Referring expression pointing data:
%%

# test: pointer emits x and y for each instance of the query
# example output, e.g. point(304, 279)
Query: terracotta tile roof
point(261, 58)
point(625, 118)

%%

**YOUR INSTRUCTIONS**
Go through the data and copy each line exactly as it was written.

**COMPLETED TASK**
# test: pointer emits x and y for each instance of the query
# example output, e.g. point(304, 279)
Query: terracotta tile roof
point(261, 58)
point(625, 118)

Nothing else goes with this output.